This is a Geek Article, with very little practical information. But there are pretty pictures that non-Geeks might like. (Not the construction pictures, the ones further down.)
First, I should explain why I haven't posted much lately. Lensrentals was able to expand into some adjacent space, which was desperately needed. But the testing and repair departments were moved and expanded into the new space. Over the last 10 days the second testing area went from this . . .
We were finally able to get some new repair workstations set up.
And moved OLAF to his own room where he'll be joined shortly by our new MTF bench.
Pictures from OLAF
We did manage to squeeze in some time with OLAF to explore his capabilities a bit - although we aren't done with that by any means. One of the first things we needed to do was set up standards for various lenses. Basically, this means testing known good and bad copies of different lenses so we can see what the reversed point spread images from OLAF should look like, and what they look like for different types of misalignment.
People like to think that adjusting a lens just means turning a knob somewhere and making all of the the points nice and sharp. That is sort of true in the very center of the lens (not the turning a knob part, but making the central point nice and sharp).
For a few lenses, like the Canon 50mm f/1.2 L and Nikon 70-200 f/2.8 VRII, sometimes that's all that's needed. OLAF is a champ with this kind of thing and lets us do these adjustments in minutes rather than hours.
Unfortunately, centering one element is not the most common type of lens adjustment. Other adjustments require evaluation of things away from the center (properly called "off-axis"). Once you're away from the center, five micron points don't look much like points, even with very good lenses that are well-adjusted optically. In theory, a lens designer can calculate out what the various aberrations for a given lens should make a point look like off-axis.
In reality, you don't get one type of aberration at an off-axis point. You get a combination of several. Sometimes the lens designer uses one aberration to counteract another. Sometimes there will be two or three small aberrations instead of one large aberration, etc. Plus, when a lens has a decentered, tilted, or misspaced element, things get really interesting. The end result is that off-axis points on a real lens usually don't look like any of the above patterns, especially when you look at them in color and can also see chromatic aberrations.
We just take the brute force approach, checking half-a-dozen known good copies of each lens to see what the off-axis patterns should look like, then compare that to the misadjusted lenses. While our database is far from complete, I find it fascinating to see how different lenses 'interpret' a point of light off-axis. It's rather pretty, actually, so I thought I'd share a few images.
The 'points' above are along the lateral edge of the field, from good-quality, well-adjusted lenses. Every one of those lenses resolves a nice round point in the center just like the 'adjusted' lens in the image above. This is what the 'point' looks like along the lateral edge. (These were all focused for the edge, so field curvature isn't playing a part.)
Before you run screaming into the hills, remember these are magnifications of five micron points of light. Plus, the way OLAF is made overly enlarges the points of wide angle lenses, so those seem a lot worse. Also remember the pixels on your camera are likely larger than five microns, so a lot of the smearing you see at this magnification isn't particularly meaningful.

* DIRECTION A
Answer these from the article about testing lenses with OLAF:
(i) Which two lenses are named as sometimes needing nothing more than a central adjustment?
(ii) How many known good copies of each lens are checked to learn the off-axis patterns?
(iii) What size are the points of light shown magnified in the images?
* DIRECTION B
Carry on the article about testing lenses with OLAF from its last sentence.
The records that follow play no part in this work.

* EXTRACTED DATA
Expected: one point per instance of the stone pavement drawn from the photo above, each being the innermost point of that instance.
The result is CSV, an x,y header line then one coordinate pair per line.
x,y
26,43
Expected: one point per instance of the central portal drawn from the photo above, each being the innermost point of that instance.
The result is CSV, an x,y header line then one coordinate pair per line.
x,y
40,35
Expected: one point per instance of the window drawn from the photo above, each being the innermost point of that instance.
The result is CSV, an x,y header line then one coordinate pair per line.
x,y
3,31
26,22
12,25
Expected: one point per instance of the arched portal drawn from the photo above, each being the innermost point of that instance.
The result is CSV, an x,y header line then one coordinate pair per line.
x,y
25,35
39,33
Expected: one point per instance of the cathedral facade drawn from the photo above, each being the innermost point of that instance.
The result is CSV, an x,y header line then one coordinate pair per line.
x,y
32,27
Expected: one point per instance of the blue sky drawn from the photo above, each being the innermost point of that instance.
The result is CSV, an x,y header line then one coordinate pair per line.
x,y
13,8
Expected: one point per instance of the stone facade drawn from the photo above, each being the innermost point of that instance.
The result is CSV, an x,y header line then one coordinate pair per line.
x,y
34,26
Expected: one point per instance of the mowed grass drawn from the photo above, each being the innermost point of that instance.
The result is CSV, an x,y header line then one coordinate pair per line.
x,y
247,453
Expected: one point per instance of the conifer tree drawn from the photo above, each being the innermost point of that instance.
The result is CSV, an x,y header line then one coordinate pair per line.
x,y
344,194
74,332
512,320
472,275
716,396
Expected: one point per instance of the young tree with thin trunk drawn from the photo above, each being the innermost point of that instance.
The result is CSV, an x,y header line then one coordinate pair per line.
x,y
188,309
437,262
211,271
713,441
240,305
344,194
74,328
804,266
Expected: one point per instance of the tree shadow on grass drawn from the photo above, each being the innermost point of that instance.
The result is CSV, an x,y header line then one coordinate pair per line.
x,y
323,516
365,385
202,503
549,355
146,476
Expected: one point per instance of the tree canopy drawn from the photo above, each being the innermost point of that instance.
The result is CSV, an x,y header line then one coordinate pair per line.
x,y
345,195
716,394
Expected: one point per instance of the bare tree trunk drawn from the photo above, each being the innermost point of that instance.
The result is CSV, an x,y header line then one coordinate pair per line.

* TASK ANSWER A
(i) The Canon 50mm f/1.2 L and the Nikon 70-200 f/2.8 VRII.
(ii) Half-a-dozen.
(iii) Five microns.

* TASK ANSWER B
If I take that image above, convert it to black and white, and reduce the dynamic range about 25% in Photoshop, it looks more manageable. In fact, if you scroll back up, it looks a bit like some of the textbook pictures of various aberrations. Especially when you consider that most lenses have more than one aberration affecting off-axis points.
Anyway, the picture above showed a lot of apple-to-oranges comparisons - those were very different lenses. Looking at the outer pixels for some similar lenses gives an interesting apples-to-apples comparison. Below are right side pixels from half-a-dozen 35mm focal length lenses.
Here are lateral edge points from four different 50-something mm lenses.
I don't think this is important data for evaluating lenses, or anything. But it is kind of interesting to see how a lens renders a point of light off-axis. I tend to roll my eyes a bit when I hear someone say, "This lens is just as sharp in the edges as it is in the center," because no lens is. Ever. This explains why I prefer to shoot my subject in the center of my image and then crop for composition. I can tell myself those off-axis aberrations don't really affect the image much -- but I still know the round points are all in the center. Sometimes being a Geek has disadvantages.
On the other hand, looking at this you'd think no lens could ever resolve anything recognizable at the edge of the image. So just for fun, I took the 50mm images above, put them in Photoshop, converted to luminance channel, and knocked off the top and bottom 30% of the luminance with the levels command in about 14 seconds. Guess what the images above look like now? Yeah, they're pretty much points. This is a simple kind of thing that any modern camera could (or does) do in firmware or we can easily do in postrpocessing.
Does this have any point? Maybe a bit. For example, if you look at what a point looks like near the center of the image compared to one near the edge, you may understand why I'm such an advocate of using masks when I sharpen or otherwise post-process an image. I usually want more effect out near the edges and less near the center. Below are images for a central point and a lateral edge point for four lenses, all of which are optically good copies of what are considered excellent lenses. It doesn't seem logical I'd want to apply the exact same manipulation to each.
This also demonstrates why in-camera image processing is becoming so popular with manufacturers. It's pretty simple, with a lens database in place, to process the images so that they look better than they would without specific processing.
We Do Really Use OLAF
Ok, the pictures and stuff are fun, but that's not why I bought this machine (although the pictures are a nice side benefit). I bought it to adjust decentered lenses. For adjustments, all of the chaos of different patterns isn't particularly important.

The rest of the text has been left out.